# To be done
Convert the lines below into a JSON list of strings, one string per line, and leave out the blank lines.

# Exercise data
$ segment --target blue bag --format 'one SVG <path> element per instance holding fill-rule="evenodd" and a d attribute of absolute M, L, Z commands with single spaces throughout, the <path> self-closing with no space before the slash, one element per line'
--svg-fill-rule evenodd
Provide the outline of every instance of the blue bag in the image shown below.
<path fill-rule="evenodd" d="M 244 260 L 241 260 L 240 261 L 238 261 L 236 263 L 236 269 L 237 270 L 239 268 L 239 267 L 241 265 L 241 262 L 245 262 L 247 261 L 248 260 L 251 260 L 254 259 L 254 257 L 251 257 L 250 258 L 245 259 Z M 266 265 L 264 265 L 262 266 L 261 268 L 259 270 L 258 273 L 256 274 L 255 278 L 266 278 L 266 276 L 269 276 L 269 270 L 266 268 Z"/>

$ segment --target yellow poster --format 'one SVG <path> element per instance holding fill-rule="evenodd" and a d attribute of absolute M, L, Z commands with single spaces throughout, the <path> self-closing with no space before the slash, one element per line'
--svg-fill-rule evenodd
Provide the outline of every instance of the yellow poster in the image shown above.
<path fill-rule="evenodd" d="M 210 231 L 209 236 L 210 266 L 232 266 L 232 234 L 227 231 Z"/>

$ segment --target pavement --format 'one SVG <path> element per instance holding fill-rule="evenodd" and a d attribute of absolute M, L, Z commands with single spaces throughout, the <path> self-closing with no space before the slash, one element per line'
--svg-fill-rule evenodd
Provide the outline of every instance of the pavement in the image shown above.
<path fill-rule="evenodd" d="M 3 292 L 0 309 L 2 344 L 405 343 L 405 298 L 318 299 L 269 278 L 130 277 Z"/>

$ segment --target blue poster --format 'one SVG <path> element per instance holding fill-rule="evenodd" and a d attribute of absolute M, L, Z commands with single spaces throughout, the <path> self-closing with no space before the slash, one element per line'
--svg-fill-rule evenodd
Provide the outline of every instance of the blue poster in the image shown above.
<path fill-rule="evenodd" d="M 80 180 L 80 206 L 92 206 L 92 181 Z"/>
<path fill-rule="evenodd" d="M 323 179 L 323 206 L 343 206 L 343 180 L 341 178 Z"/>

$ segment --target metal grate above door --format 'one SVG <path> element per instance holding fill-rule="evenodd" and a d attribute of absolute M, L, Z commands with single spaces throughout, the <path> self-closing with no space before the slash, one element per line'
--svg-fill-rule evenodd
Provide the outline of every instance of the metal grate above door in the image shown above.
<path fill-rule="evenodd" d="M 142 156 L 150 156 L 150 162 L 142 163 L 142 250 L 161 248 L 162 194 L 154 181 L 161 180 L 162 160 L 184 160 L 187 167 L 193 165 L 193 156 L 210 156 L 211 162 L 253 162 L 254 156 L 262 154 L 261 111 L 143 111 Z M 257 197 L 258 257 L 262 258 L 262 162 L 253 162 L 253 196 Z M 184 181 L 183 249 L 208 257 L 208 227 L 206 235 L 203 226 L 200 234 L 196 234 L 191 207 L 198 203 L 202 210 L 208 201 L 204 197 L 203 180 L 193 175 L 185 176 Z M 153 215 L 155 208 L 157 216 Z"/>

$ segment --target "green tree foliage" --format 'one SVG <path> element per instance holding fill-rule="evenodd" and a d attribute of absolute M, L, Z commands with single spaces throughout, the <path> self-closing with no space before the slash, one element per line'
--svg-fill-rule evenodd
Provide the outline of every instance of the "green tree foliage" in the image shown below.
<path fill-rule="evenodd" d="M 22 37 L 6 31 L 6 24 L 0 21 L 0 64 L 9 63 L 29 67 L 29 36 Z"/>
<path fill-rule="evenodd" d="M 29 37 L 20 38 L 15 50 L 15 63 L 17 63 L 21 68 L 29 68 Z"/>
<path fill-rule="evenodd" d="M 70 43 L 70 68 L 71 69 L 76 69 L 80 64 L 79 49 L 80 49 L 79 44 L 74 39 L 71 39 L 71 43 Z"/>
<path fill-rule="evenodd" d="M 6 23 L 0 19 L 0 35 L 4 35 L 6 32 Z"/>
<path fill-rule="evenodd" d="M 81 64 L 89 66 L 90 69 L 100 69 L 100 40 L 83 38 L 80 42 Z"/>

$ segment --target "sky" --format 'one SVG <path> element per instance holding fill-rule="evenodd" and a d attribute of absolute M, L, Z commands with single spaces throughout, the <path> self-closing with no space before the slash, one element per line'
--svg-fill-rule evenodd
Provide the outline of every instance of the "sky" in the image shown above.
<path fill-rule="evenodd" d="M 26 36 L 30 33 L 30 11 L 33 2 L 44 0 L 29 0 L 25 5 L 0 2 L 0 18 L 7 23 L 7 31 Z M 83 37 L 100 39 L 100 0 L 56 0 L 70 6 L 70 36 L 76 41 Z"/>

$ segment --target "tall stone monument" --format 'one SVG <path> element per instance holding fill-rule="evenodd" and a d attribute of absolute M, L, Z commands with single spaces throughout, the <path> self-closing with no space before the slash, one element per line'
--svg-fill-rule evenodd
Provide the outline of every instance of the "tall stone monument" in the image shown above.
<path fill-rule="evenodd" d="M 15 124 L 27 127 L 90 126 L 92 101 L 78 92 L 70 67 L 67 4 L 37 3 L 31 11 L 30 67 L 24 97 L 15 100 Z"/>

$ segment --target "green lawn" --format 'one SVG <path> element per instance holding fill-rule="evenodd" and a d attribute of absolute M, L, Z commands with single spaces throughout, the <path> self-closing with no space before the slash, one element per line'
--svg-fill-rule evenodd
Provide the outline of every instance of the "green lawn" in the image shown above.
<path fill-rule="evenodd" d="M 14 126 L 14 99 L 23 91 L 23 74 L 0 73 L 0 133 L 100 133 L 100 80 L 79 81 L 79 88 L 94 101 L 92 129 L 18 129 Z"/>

# Written solution
[
  "$ segment --target blue bag --format 'one SVG <path> element per instance holding fill-rule=\"evenodd\" and a d attribute of absolute M, L, Z commands with single spaces throughout, the <path> self-closing with no space before the slash, one element per line'",
  "--svg-fill-rule evenodd",
  "Provide the outline of every instance of the blue bag in the image shown below.",
  "<path fill-rule=\"evenodd\" d=\"M 244 260 L 241 260 L 240 261 L 238 261 L 236 263 L 236 269 L 237 270 L 239 268 L 239 267 L 241 265 L 241 262 L 245 262 L 247 261 L 248 260 L 251 260 L 254 259 L 254 257 L 251 257 L 250 258 L 245 259 Z M 266 265 L 264 265 L 262 266 L 261 268 L 259 270 L 258 273 L 256 274 L 255 278 L 266 278 L 266 276 L 269 276 L 269 270 L 266 268 Z\"/>",
  "$ segment --target yellow poster --format 'one SVG <path> element per instance holding fill-rule=\"evenodd\" and a d attribute of absolute M, L, Z commands with single spaces throughout, the <path> self-closing with no space before the slash, one element per line'",
  "--svg-fill-rule evenodd",
  "Provide the outline of every instance of the yellow poster in the image shown above.",
  "<path fill-rule=\"evenodd\" d=\"M 210 231 L 209 236 L 210 266 L 232 266 L 232 234 L 227 231 Z\"/>",
  "$ segment --target pavement --format 'one SVG <path> element per instance holding fill-rule=\"evenodd\" and a d attribute of absolute M, L, Z commands with single spaces throughout, the <path> self-closing with no space before the slash, one element per line'",
  "--svg-fill-rule evenodd",
  "Provide the outline of every instance of the pavement in the image shown above.",
  "<path fill-rule=\"evenodd\" d=\"M 3 292 L 0 309 L 2 344 L 405 343 L 405 298 L 318 299 L 269 278 L 130 277 Z\"/>",
  "$ segment --target blue poster --format 'one SVG <path> element per instance holding fill-rule=\"evenodd\" and a d attribute of absolute M, L, Z commands with single spaces throughout, the <path> self-closing with no space before the slash, one element per line'",
  "--svg-fill-rule evenodd",
  "Provide the outline of every instance of the blue poster in the image shown above.",
  "<path fill-rule=\"evenodd\" d=\"M 80 180 L 80 206 L 92 206 L 92 181 Z\"/>",
  "<path fill-rule=\"evenodd\" d=\"M 323 179 L 323 206 L 343 206 L 343 180 L 341 178 Z\"/>",
  "$ segment --target metal grate above door --format 'one SVG <path> element per instance holding fill-rule=\"evenodd\" and a d attribute of absolute M, L, Z commands with single spaces throughout, the <path> self-closing with no space before the slash, one element per line'",
  "--svg-fill-rule evenodd",
  "Provide the outline of every instance of the metal grate above door in the image shown above.",
  "<path fill-rule=\"evenodd\" d=\"M 142 156 L 150 156 L 150 162 L 142 163 L 142 250 L 161 248 L 162 194 L 154 181 L 161 180 L 162 160 L 184 160 L 187 167 L 193 165 L 193 156 L 210 156 L 211 162 L 253 162 L 254 156 L 262 154 L 261 111 L 143 111 Z M 257 197 L 258 257 L 262 258 L 262 162 L 253 162 L 253 196 Z M 184 181 L 183 249 L 208 257 L 208 227 L 206 235 L 203 226 L 200 234 L 196 234 L 191 207 L 198 203 L 202 210 L 208 201 L 204 197 L 203 180 L 193 175 L 185 176 Z M 153 215 L 155 208 L 157 216 Z\"/>",
  "$ segment --target \"green tree foliage\" --format 'one SVG <path> element per instance holding fill-rule=\"evenodd\" and a d attribute of absolute M, L, Z commands with single spaces throughout, the <path> self-closing with no space before the slash, one element per line'",
  "--svg-fill-rule evenodd",
  "Provide the outline of every instance of the \"green tree foliage\" in the image shown below.",
  "<path fill-rule=\"evenodd\" d=\"M 22 37 L 6 31 L 6 24 L 0 21 L 0 64 L 9 63 L 29 67 L 29 36 Z\"/>",
  "<path fill-rule=\"evenodd\" d=\"M 29 37 L 20 38 L 15 50 L 15 63 L 17 63 L 21 68 L 29 68 Z\"/>",
  "<path fill-rule=\"evenodd\" d=\"M 70 43 L 70 68 L 71 69 L 76 69 L 80 64 L 79 49 L 80 49 L 79 44 L 74 39 L 71 39 L 71 43 Z\"/>",
  "<path fill-rule=\"evenodd\" d=\"M 6 23 L 0 19 L 0 35 L 4 35 L 6 32 Z\"/>",
  "<path fill-rule=\"evenodd\" d=\"M 81 64 L 89 66 L 90 69 L 100 69 L 100 40 L 83 38 L 80 42 Z\"/>",
  "$ segment --target \"sky\" --format 'one SVG <path> element per instance holding fill-rule=\"evenodd\" and a d attribute of absolute M, L, Z commands with single spaces throughout, the <path> self-closing with no space before the slash, one element per line'",
  "--svg-fill-rule evenodd",
  "Provide the outline of every instance of the \"sky\" in the image shown above.",
  "<path fill-rule=\"evenodd\" d=\"M 26 36 L 30 33 L 30 11 L 33 2 L 44 0 L 29 0 L 25 5 L 0 2 L 0 18 L 7 23 L 7 31 Z M 83 37 L 100 39 L 100 0 L 56 0 L 70 6 L 70 36 L 76 41 Z\"/>",
  "$ segment --target \"tall stone monument\" --format 'one SVG <path> element per instance holding fill-rule=\"evenodd\" and a d attribute of absolute M, L, Z commands with single spaces throughout, the <path> self-closing with no space before the slash, one element per line'",
  "--svg-fill-rule evenodd",
  "Provide the outline of every instance of the \"tall stone monument\" in the image shown above.",
  "<path fill-rule=\"evenodd\" d=\"M 15 124 L 27 127 L 90 126 L 92 101 L 78 92 L 70 67 L 67 4 L 37 3 L 31 11 L 30 67 L 24 97 L 15 100 Z\"/>",
  "$ segment --target \"green lawn\" --format 'one SVG <path> element per instance holding fill-rule=\"evenodd\" and a d attribute of absolute M, L, Z commands with single spaces throughout, the <path> self-closing with no space before the slash, one element per line'",
  "--svg-fill-rule evenodd",
  "Provide the outline of every instance of the \"green lawn\" in the image shown above.",
  "<path fill-rule=\"evenodd\" d=\"M 14 126 L 14 99 L 23 91 L 23 74 L 0 73 L 0 133 L 100 133 L 100 80 L 79 81 L 79 88 L 94 101 L 92 129 L 18 129 Z\"/>"
]